By Michael Atwakiire
Sheema:Kabwohe market traders and residents living nearby are facing a severe health risk because of the sewage and stench that fills their area.
Sources in the area reveal that the market has no toilets and urinals,so both traders and customers urinate and defecate all over the place. Others ease themselves in polythene bags which they dump in all corners of the market. This daily market which is found in the heart of Sheema municipality, has spent almost five years without either toilets or urinals. However, it is alleged that it is used by an average of 300 people daily, plus almost 50 people who operate eateries there. Jamil Ndyabahika, the Vice Chairman of the market, said that “ The only problem of the market is poor sanitation. Due to lack of toilets and urinals in and near the market, this has forced many traders to ease themselves anywhere.”
He added that “However some old people who feel ashamed ease themselves in polythene bags and later dump them behind the eateries or in streams flowing through the market.” Ndyabahika however warns that this has put many traders at risk of contracting diseases like cholera, diarrhea, ebola and others that result from poor sanitation. Justus Areebahoona, charcoal and firewood trader in the same market told us that he spends between Shs500 and Shs1000 daily at the nearest toilet whenever he wants to ease himself. He blamed the municipality council for the laziness they have already revealed.

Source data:
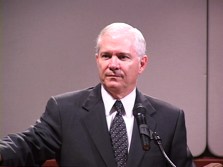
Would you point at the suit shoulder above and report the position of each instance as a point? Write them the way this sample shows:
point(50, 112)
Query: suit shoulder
point(72, 95)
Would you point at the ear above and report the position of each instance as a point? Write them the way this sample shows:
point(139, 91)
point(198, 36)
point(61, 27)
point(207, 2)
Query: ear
point(143, 63)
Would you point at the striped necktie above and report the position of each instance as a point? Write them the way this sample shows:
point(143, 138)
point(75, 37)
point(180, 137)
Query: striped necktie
point(119, 136)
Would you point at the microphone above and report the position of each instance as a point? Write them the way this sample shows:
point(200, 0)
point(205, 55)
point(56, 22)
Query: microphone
point(139, 113)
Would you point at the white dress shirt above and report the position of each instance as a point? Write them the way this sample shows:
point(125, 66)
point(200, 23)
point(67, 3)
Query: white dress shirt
point(128, 103)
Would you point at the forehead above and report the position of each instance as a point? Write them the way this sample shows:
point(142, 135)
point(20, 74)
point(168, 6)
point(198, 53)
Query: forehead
point(122, 42)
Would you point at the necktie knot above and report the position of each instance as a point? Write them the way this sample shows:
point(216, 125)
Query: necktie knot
point(119, 107)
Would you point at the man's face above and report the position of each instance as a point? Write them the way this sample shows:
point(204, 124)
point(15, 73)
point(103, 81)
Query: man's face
point(118, 64)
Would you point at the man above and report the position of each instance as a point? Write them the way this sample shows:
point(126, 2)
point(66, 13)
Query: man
point(77, 128)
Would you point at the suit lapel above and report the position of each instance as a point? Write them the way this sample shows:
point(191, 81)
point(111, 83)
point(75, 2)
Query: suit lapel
point(136, 152)
point(96, 126)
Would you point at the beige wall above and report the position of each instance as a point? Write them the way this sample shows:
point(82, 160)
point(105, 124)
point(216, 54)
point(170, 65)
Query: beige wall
point(48, 48)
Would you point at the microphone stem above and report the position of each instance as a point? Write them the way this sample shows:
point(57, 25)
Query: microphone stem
point(159, 143)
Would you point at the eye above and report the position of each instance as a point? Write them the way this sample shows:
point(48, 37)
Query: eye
point(123, 56)
point(106, 55)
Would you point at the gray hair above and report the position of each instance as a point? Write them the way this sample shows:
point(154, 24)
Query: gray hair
point(140, 43)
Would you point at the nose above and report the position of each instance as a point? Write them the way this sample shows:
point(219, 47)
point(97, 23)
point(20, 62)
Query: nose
point(114, 63)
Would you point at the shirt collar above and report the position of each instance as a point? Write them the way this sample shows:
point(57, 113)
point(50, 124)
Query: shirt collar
point(128, 102)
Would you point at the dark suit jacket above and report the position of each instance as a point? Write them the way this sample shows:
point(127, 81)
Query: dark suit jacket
point(73, 130)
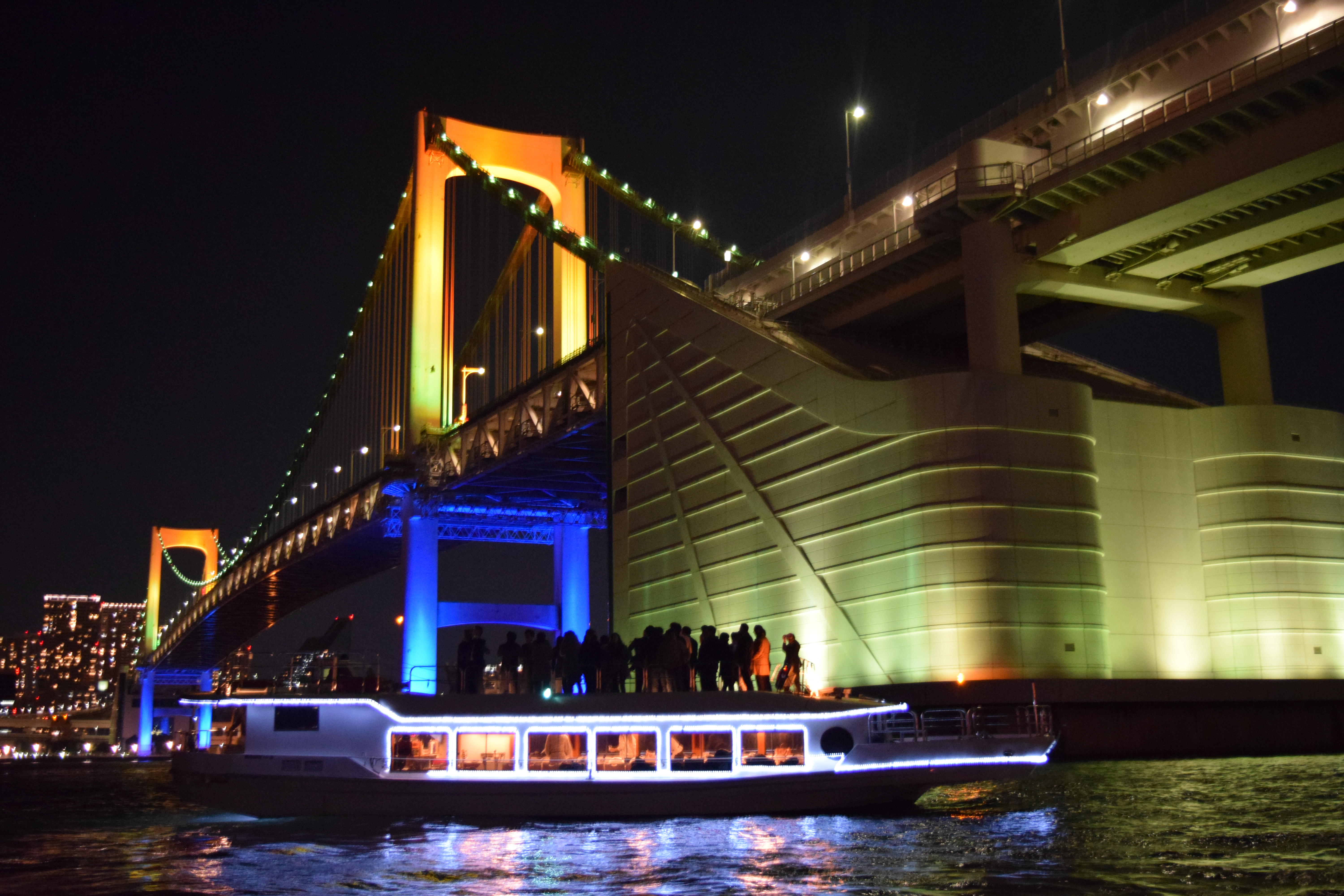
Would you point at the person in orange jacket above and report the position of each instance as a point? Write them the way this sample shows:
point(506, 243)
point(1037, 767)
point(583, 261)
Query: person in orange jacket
point(761, 659)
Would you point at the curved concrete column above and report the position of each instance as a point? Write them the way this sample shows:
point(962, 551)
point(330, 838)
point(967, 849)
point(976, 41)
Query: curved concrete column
point(1271, 488)
point(904, 531)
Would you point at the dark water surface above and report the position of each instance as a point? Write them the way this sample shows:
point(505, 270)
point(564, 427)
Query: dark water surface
point(1193, 827)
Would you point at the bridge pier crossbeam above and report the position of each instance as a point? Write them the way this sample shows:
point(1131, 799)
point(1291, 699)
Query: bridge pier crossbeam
point(146, 741)
point(205, 713)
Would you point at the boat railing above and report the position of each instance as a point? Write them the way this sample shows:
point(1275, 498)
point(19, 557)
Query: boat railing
point(303, 672)
point(951, 723)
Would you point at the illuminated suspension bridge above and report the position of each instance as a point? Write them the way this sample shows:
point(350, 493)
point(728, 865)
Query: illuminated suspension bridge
point(858, 437)
point(468, 404)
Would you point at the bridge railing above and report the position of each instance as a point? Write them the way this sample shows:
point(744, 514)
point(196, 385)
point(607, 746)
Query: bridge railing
point(1195, 97)
point(302, 674)
point(833, 271)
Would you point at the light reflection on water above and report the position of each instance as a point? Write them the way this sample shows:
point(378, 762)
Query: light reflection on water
point(1195, 827)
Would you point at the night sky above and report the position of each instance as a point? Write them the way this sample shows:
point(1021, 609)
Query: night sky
point(194, 197)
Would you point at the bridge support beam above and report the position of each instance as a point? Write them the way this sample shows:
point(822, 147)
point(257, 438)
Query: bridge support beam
point(147, 714)
point(991, 277)
point(205, 714)
point(1244, 354)
point(572, 578)
point(420, 622)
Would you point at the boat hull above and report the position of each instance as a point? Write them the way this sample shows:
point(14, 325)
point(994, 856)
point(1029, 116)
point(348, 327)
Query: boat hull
point(251, 785)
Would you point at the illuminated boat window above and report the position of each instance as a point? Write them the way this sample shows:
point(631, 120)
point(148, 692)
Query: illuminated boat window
point(557, 752)
point(420, 752)
point(486, 752)
point(628, 752)
point(701, 752)
point(772, 747)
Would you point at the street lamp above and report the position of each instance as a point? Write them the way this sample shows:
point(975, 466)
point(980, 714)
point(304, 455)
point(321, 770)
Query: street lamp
point(384, 440)
point(855, 115)
point(1291, 7)
point(794, 263)
point(467, 371)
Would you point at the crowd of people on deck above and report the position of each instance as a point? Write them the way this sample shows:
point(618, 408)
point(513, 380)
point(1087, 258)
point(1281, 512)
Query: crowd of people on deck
point(662, 660)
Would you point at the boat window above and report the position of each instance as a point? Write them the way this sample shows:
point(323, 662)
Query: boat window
point(236, 733)
point(296, 719)
point(628, 752)
point(557, 752)
point(420, 752)
point(772, 747)
point(486, 752)
point(701, 752)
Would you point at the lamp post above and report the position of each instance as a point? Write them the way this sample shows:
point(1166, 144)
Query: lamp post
point(794, 263)
point(467, 371)
point(1291, 7)
point(384, 443)
point(855, 115)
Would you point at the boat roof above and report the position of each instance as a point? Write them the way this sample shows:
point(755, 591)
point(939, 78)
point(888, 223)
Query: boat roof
point(603, 704)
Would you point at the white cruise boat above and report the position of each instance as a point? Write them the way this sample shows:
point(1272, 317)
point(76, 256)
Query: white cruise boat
point(595, 757)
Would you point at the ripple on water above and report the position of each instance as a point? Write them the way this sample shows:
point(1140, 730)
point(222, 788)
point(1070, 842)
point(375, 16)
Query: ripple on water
point(1193, 827)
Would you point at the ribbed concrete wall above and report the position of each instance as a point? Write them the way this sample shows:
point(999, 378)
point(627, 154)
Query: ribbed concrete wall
point(1271, 485)
point(905, 531)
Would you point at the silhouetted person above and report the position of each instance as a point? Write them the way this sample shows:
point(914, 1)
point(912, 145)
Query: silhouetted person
point(591, 657)
point(743, 649)
point(568, 661)
point(541, 664)
point(476, 678)
point(464, 663)
point(761, 659)
point(525, 659)
point(674, 659)
point(640, 660)
point(791, 674)
point(728, 663)
point(708, 660)
point(509, 653)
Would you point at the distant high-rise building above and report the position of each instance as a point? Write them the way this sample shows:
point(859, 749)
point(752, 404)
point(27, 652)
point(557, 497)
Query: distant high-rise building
point(119, 637)
point(73, 663)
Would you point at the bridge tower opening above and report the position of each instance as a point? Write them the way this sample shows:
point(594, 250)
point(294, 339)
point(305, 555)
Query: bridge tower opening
point(536, 160)
point(162, 541)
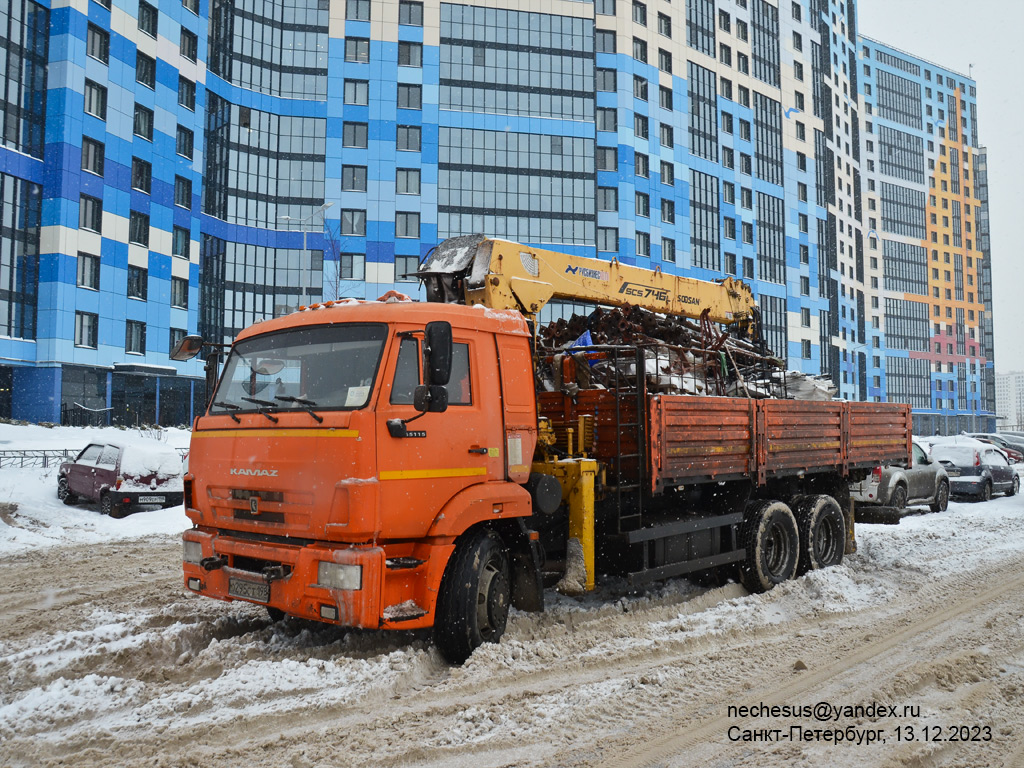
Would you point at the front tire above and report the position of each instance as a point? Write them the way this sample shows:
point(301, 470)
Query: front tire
point(474, 597)
point(770, 537)
point(64, 492)
point(822, 532)
point(898, 498)
point(941, 502)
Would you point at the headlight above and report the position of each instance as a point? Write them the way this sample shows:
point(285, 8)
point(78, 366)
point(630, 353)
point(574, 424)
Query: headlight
point(193, 552)
point(337, 577)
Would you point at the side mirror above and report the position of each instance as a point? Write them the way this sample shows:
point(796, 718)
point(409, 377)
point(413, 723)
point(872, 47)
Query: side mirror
point(438, 353)
point(431, 398)
point(187, 348)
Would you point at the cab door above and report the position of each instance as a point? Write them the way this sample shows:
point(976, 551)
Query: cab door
point(442, 454)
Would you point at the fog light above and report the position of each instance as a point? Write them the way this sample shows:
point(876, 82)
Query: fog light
point(339, 577)
point(193, 551)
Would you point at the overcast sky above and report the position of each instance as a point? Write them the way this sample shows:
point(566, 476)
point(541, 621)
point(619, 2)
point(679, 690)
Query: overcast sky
point(988, 35)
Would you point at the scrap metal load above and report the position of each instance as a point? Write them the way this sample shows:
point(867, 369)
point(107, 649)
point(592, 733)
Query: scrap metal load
point(604, 349)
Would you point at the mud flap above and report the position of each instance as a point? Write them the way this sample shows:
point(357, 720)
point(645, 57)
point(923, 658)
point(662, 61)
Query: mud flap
point(525, 559)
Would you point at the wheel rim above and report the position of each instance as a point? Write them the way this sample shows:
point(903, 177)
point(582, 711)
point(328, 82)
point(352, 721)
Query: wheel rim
point(488, 601)
point(776, 550)
point(826, 540)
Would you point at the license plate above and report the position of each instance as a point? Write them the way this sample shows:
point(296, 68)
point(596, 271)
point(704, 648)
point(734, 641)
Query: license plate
point(249, 590)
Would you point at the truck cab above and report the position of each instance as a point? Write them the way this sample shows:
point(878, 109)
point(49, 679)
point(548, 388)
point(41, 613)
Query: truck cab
point(323, 486)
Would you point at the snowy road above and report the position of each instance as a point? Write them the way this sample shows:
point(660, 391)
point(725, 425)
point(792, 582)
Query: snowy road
point(104, 659)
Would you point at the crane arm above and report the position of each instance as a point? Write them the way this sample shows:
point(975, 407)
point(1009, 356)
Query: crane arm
point(500, 274)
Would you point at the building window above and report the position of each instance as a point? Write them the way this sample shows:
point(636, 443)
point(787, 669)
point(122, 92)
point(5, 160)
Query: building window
point(665, 25)
point(356, 49)
point(639, 87)
point(179, 293)
point(407, 224)
point(410, 96)
point(354, 135)
point(135, 337)
point(607, 239)
point(86, 325)
point(141, 175)
point(409, 138)
point(92, 156)
point(137, 283)
point(186, 93)
point(142, 122)
point(145, 70)
point(353, 222)
point(408, 181)
point(410, 54)
point(411, 13)
point(90, 213)
point(357, 92)
point(188, 44)
point(180, 242)
point(88, 270)
point(643, 244)
point(97, 44)
point(353, 178)
point(664, 60)
point(406, 268)
point(669, 250)
point(138, 228)
point(357, 10)
point(668, 173)
point(182, 192)
point(183, 142)
point(95, 99)
point(147, 18)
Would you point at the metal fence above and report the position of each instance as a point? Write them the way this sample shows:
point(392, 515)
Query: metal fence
point(45, 457)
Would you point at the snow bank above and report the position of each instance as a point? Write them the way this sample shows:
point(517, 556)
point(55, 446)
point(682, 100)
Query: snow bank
point(36, 518)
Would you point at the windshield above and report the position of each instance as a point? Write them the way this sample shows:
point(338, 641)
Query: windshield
point(322, 367)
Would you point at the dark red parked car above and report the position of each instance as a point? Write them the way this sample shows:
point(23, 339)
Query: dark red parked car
point(120, 476)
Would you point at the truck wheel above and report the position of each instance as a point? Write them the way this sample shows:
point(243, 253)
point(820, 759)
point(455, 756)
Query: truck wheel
point(109, 507)
point(898, 498)
point(822, 532)
point(772, 543)
point(473, 600)
point(64, 492)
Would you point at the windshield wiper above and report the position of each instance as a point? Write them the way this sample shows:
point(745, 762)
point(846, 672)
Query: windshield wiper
point(301, 401)
point(229, 407)
point(266, 403)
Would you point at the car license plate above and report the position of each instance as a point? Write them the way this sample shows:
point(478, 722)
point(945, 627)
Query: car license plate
point(249, 590)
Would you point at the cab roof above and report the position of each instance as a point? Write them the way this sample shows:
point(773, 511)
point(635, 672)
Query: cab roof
point(476, 317)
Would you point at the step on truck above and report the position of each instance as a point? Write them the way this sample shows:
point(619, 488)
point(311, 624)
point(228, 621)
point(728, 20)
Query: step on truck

- PROBLEMS TO WORK ON
a: According to the Kabwohe market article, how long has the market gone without toilets or urinals?
b: Please reproduce the stretch of the Kabwohe market article from "By Michael Atwakiire" through "fills their area.".
c: Summarize the Kabwohe market article in two sentences.

- SOLVED TASKS
a: Almost five years.

b:
By Michael Atwakiire
Sheema:Kabwohe market traders and residents living nearby are facing a severe health risk because of the sewage and stench that fills their area.

c: Kabwohe market in Sheema has had no toilets or urinals for almost five years, so traders and customers relieve themselves all over the place or in polythene bags that are dumped around the market. The market's vice chairman, Jamil Ndyabahika, warns that this puts traders at risk of diseases such as cholera, diarrhea and ebola, and a trader blames the municipality council.